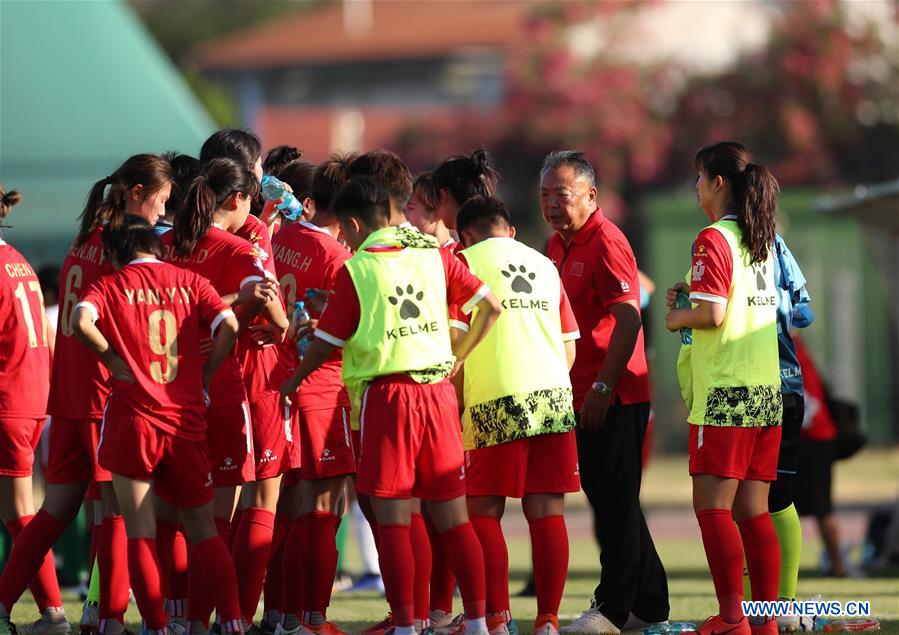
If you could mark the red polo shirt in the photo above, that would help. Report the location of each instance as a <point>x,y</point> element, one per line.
<point>598,269</point>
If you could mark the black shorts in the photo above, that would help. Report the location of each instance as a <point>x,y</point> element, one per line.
<point>812,492</point>
<point>788,457</point>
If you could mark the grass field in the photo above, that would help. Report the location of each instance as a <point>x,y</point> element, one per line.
<point>870,478</point>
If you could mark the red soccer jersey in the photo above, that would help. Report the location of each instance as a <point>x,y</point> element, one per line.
<point>341,316</point>
<point>154,315</point>
<point>598,270</point>
<point>308,257</point>
<point>229,263</point>
<point>260,365</point>
<point>79,383</point>
<point>24,351</point>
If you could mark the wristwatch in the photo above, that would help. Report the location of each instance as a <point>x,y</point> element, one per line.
<point>601,388</point>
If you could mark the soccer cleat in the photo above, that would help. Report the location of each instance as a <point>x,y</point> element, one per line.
<point>716,625</point>
<point>52,622</point>
<point>546,624</point>
<point>381,628</point>
<point>591,622</point>
<point>769,627</point>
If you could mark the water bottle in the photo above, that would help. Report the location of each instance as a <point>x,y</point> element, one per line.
<point>671,627</point>
<point>273,189</point>
<point>300,315</point>
<point>682,301</point>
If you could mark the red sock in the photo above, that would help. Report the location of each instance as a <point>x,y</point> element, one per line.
<point>234,527</point>
<point>549,553</point>
<point>219,576</point>
<point>44,585</point>
<point>165,552</point>
<point>443,582</point>
<point>721,541</point>
<point>320,558</point>
<point>112,558</point>
<point>762,555</point>
<point>421,551</point>
<point>178,578</point>
<point>293,551</point>
<point>468,565</point>
<point>95,543</point>
<point>273,589</point>
<point>145,581</point>
<point>496,562</point>
<point>251,550</point>
<point>27,555</point>
<point>397,562</point>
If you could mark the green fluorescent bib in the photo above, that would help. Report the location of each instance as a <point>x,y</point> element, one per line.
<point>516,379</point>
<point>735,368</point>
<point>403,325</point>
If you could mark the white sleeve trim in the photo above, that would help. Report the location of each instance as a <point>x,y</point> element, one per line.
<point>91,308</point>
<point>221,317</point>
<point>708,297</point>
<point>469,306</point>
<point>330,339</point>
<point>459,324</point>
<point>249,280</point>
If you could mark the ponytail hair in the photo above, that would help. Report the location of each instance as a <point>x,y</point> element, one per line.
<point>466,176</point>
<point>7,200</point>
<point>218,179</point>
<point>753,190</point>
<point>151,171</point>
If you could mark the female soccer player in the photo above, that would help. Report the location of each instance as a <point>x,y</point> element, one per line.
<point>736,400</point>
<point>308,255</point>
<point>459,178</point>
<point>254,524</point>
<point>24,385</point>
<point>78,390</point>
<point>218,203</point>
<point>145,323</point>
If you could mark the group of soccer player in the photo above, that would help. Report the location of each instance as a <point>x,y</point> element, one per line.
<point>433,381</point>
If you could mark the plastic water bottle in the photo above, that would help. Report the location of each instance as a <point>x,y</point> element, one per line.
<point>671,627</point>
<point>682,301</point>
<point>300,315</point>
<point>273,189</point>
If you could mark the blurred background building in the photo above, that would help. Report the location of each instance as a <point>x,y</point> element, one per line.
<point>811,86</point>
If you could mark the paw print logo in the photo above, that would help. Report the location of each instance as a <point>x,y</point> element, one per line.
<point>520,278</point>
<point>403,299</point>
<point>760,271</point>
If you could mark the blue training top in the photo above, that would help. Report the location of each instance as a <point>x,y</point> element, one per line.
<point>792,311</point>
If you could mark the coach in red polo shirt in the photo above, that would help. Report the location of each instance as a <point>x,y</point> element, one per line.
<point>611,394</point>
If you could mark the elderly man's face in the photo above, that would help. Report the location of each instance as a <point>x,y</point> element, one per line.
<point>566,199</point>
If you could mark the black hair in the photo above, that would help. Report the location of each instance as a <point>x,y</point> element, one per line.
<point>481,214</point>
<point>364,198</point>
<point>466,176</point>
<point>753,191</point>
<point>388,170</point>
<point>571,158</point>
<point>218,179</point>
<point>134,234</point>
<point>241,145</point>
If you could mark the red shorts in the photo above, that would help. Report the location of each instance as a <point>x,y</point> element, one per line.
<point>271,436</point>
<point>133,447</point>
<point>746,454</point>
<point>414,441</point>
<point>546,464</point>
<point>326,443</point>
<point>73,451</point>
<point>18,440</point>
<point>230,439</point>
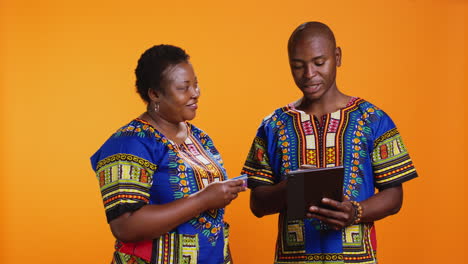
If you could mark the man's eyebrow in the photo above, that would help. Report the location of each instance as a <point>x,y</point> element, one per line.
<point>314,58</point>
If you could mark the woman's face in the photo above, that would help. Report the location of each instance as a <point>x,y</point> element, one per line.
<point>178,100</point>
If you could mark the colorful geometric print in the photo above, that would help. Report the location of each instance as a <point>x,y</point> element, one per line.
<point>289,138</point>
<point>124,180</point>
<point>390,159</point>
<point>137,166</point>
<point>359,244</point>
<point>258,171</point>
<point>167,249</point>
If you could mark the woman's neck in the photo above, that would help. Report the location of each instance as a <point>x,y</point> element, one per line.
<point>175,131</point>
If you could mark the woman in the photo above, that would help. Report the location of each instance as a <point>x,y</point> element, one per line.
<point>162,180</point>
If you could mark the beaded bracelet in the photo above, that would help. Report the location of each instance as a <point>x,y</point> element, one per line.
<point>357,212</point>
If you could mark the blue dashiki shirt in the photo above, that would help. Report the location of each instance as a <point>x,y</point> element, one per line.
<point>360,137</point>
<point>137,166</point>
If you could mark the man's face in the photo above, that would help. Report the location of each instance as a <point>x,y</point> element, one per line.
<point>313,61</point>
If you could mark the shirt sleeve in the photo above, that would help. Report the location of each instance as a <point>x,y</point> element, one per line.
<point>257,165</point>
<point>125,176</point>
<point>391,162</point>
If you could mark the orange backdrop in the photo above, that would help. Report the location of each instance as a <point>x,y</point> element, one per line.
<point>67,83</point>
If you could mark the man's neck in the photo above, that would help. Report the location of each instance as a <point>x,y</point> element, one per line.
<point>328,103</point>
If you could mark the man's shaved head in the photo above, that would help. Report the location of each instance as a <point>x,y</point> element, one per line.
<point>309,30</point>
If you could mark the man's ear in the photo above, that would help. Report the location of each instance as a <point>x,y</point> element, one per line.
<point>338,56</point>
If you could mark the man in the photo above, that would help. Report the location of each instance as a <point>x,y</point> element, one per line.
<point>326,128</point>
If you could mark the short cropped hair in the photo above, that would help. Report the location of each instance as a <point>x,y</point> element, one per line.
<point>152,64</point>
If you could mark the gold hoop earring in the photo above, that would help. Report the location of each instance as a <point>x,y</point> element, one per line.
<point>156,107</point>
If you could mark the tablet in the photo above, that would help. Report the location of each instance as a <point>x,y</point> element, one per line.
<point>307,187</point>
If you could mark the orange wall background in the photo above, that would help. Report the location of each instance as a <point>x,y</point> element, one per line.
<point>67,83</point>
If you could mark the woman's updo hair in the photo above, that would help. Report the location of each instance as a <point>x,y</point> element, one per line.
<point>151,65</point>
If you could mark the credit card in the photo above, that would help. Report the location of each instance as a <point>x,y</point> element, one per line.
<point>241,177</point>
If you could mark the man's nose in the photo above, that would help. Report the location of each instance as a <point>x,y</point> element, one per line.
<point>310,71</point>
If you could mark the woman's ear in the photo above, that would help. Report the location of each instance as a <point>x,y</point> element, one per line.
<point>338,55</point>
<point>153,95</point>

• SET EXERCISE: Please recast all of the records above as a numbered list with one line per item, skipping blank lines and leaving the pictures out.

• EXPECTED ANSWER:
1. If you could mark the red polo shirt in the photo above, that would help. Report the location of each instance as a <point>x,y</point> element, one per line.
2. <point>598,269</point>
3. If you could mark the black shorts in the photo above, that would help. Report the location of each instance as a <point>x,y</point> element, one per line.
4. <point>812,492</point>
5. <point>788,457</point>
6. If you could mark the grass field in the photo above, that would help. Report the location of each instance as a <point>x,y</point> element, one per line.
7. <point>870,478</point>
8. If you could mark the red soccer jersey in the photo above, that would help. Report the location of each instance as a <point>x,y</point> element, one per line.
9. <point>341,316</point>
10. <point>154,315</point>
11. <point>598,270</point>
12. <point>308,257</point>
13. <point>229,263</point>
14. <point>260,365</point>
15. <point>79,383</point>
16. <point>24,351</point>
17. If you could mark the wristwatch in the photo above, that would help. Report the location of each instance as a <point>x,y</point> element, one per line.
18. <point>601,388</point>
19. If you could mark the soccer cleat in the photo above, that would help. Report the location of each instance as a <point>x,y</point> element, one per line.
20. <point>716,625</point>
21. <point>52,622</point>
22. <point>546,624</point>
23. <point>381,628</point>
24. <point>591,622</point>
25. <point>769,627</point>
26. If you could mark the water bottle in the photo above, that would help. Report the location of each instance as a <point>x,y</point> element, one per line.
27. <point>671,627</point>
28. <point>273,189</point>
29. <point>300,315</point>
30. <point>682,301</point>
31. If you could mark the red sock in the photo above, that would help. Report the location of each instance as a <point>x,y</point> element, one per line.
32. <point>234,527</point>
33. <point>549,553</point>
34. <point>219,576</point>
35. <point>44,585</point>
36. <point>165,552</point>
37. <point>443,582</point>
38. <point>721,541</point>
39. <point>320,558</point>
40. <point>112,558</point>
41. <point>762,555</point>
42. <point>421,551</point>
43. <point>178,578</point>
44. <point>293,551</point>
45. <point>468,565</point>
46. <point>95,543</point>
47. <point>273,589</point>
48. <point>145,581</point>
49. <point>496,562</point>
50. <point>251,550</point>
51. <point>27,555</point>
52. <point>397,562</point>
53. If you could mark the green fluorescent bib in the photo above, that would help. Report the location of each instance as a <point>x,y</point> element, one per line.
54. <point>516,379</point>
55. <point>735,368</point>
56. <point>403,325</point>
57. If you could mark the white sleeve trim in the photo above, that would help. Report the location of each instance as a <point>x,y</point> element, one per line.
58. <point>91,308</point>
59. <point>221,317</point>
60. <point>708,297</point>
61. <point>469,306</point>
62. <point>330,339</point>
63. <point>459,324</point>
64. <point>249,280</point>
65. If you could mark the ponytail hair in the photo above, that would help. Report the location of each instance as a <point>x,y</point> element, one per line.
66. <point>466,176</point>
67. <point>7,200</point>
68. <point>218,179</point>
69. <point>753,190</point>
70. <point>151,171</point>
71. If you could mark the female soccer player in the photo above, that would help. Report the location of each instance as a <point>x,y</point> element, one per line.
72. <point>736,400</point>
73. <point>308,255</point>
74. <point>459,178</point>
75. <point>254,524</point>
76. <point>24,385</point>
77. <point>78,390</point>
78. <point>218,203</point>
79. <point>145,323</point>
80. If you could mark the group of soccer player in the photo above, that would help. Report the location of each instance as a <point>x,y</point> element, one per line.
81. <point>433,381</point>
82. If you could mark the plastic water bottle in the photo above, that would help. Report the location of each instance as a <point>x,y</point> element, one per line.
83. <point>671,627</point>
84. <point>682,301</point>
85. <point>300,315</point>
86. <point>273,189</point>
87. If you could mark the blurred background building in the photo above, that would help. Report the location of each instance as a <point>x,y</point> element, one per line.
88. <point>811,86</point>
89. If you could mark the paw print logo in the photo above, that would help. Report the location of each instance as a <point>x,y</point> element, one per line.
90. <point>520,278</point>
91. <point>403,299</point>
92. <point>760,271</point>
93. If you could mark the blue training top in the photo above, that would help. Report the location of each instance as a <point>x,y</point> element, one per line.
94. <point>792,311</point>
95. If you could mark the coach in red polo shirt in the photo above, that would help. Report the location of each instance as a <point>x,y</point> element, one per line.
96. <point>611,394</point>
97. If you could mark the elderly man's face in the photo above, that would help. Report the location of each instance as a <point>x,y</point> element, one per line.
98. <point>566,199</point>
99. If you could mark the black hair in the photo above, that would help. Report the location of each instance as a <point>x,y</point> element, one per line.
100. <point>481,214</point>
101. <point>364,198</point>
102. <point>466,176</point>
103. <point>753,191</point>
104. <point>388,170</point>
105. <point>571,158</point>
106. <point>218,179</point>
107. <point>134,234</point>
108. <point>241,145</point>
109. If you could mark the red shorts in the photo above, that would help. Report the location of each instance as a <point>x,y</point> element, one per line.
110. <point>271,436</point>
111. <point>133,447</point>
112. <point>746,454</point>
113. <point>414,441</point>
114. <point>546,464</point>
115. <point>326,443</point>
116. <point>73,451</point>
117. <point>18,440</point>
118. <point>230,439</point>
119. If you could mark the man's eyebrow in the photo above, that would help. Report the location of each instance as a <point>x,y</point> element, one per line.
120. <point>314,58</point>
121. If you could mark the woman's face in the photo above, that would help. Report the location of each instance as a <point>x,y</point> element, one per line.
122. <point>178,100</point>
123. If you could mark the colorful geometric print in the photo above, that would help. Report the location of each instance as a <point>x,y</point> element, one per line.
124. <point>289,138</point>
125. <point>124,180</point>
126. <point>390,159</point>
127. <point>137,166</point>
128. <point>359,244</point>
129. <point>258,171</point>
130. <point>167,249</point>
131. If you could mark the woman's neck in the photo above, that would help. Report the location of each instance as a <point>x,y</point> element, one per line.
132. <point>175,131</point>
133. If you could mark the woman in the photo above, that would help. Report the location of each instance as a <point>x,y</point> element, one per line.
134. <point>162,180</point>
135. If you could mark the beaded bracelet in the photo above, that would help. Report the location of each instance as a <point>x,y</point> element, one per line.
136. <point>357,212</point>
137. If you could mark the blue dashiki shirt in the photo above, that would help. Report the location of each instance as a <point>x,y</point> element, one per line.
138. <point>360,137</point>
139. <point>137,166</point>
140. If you could mark the man's face in the photo above, that would help. Report the location of each instance as a <point>x,y</point> element, one per line.
141. <point>313,61</point>
142. If you could mark the shirt sleeve in the photo above, that would help. Report the location of each instance as a <point>x,y</point> element, one per line.
143. <point>257,165</point>
144. <point>125,176</point>
145. <point>391,162</point>
146. If you could mark the orange backdrop in the photo above, that would help. Report the location of each instance as a <point>x,y</point> element, one per line.
147. <point>67,83</point>
148. If you could mark the man's neck in the photo above, that would help. Report the location of each instance as a <point>x,y</point> element, one per line.
149. <point>328,103</point>
150. If you could mark the man's shaved head in the photo above, that would help. Report the location of each instance as a <point>x,y</point> element, one per line.
151. <point>309,30</point>
152. If you could mark the man's ear in the photo above, that would help. Report the location of each instance as a <point>x,y</point> element, one per line.
153. <point>338,56</point>
154. If you could mark the man in the photo above, that would help. Report the location of each instance as a <point>x,y</point> element, one per line.
155. <point>326,128</point>
156. If you could mark the short cropped hair in the photo above, that would help. Report the location of each instance as a <point>x,y</point> element, one per line.
157. <point>152,64</point>
158. If you could mark the gold hoop earring in the photo above, that would help. Report the location of each instance as a <point>x,y</point> element, one per line.
159. <point>156,107</point>
160. If you could mark the tablet in the photo above, that would help. Report the location of each instance as a <point>x,y</point> element, one per line.
161. <point>307,187</point>
162. If you could mark the orange wall background in the photo above, that would help. Report the location of each instance as a <point>x,y</point> element, one per line.
163. <point>67,83</point>
164. If you could mark the woman's updo hair in the photo above, that would help. Report the location of each instance as a <point>x,y</point> element, one per line.
165. <point>151,65</point>
166. If you could mark the credit card in the photo above, that would help. Report the location of each instance as a <point>x,y</point> element, one per line.
167. <point>241,177</point>
168. If you could mark the man's nose in the photo above, that would help. Report the location of each instance as a <point>x,y</point> element, one per line.
169. <point>310,71</point>
170. If you could mark the woman's ear in the photo above, that would help. Report the location of each instance as a <point>x,y</point> element, one per line.
171. <point>338,55</point>
172. <point>153,95</point>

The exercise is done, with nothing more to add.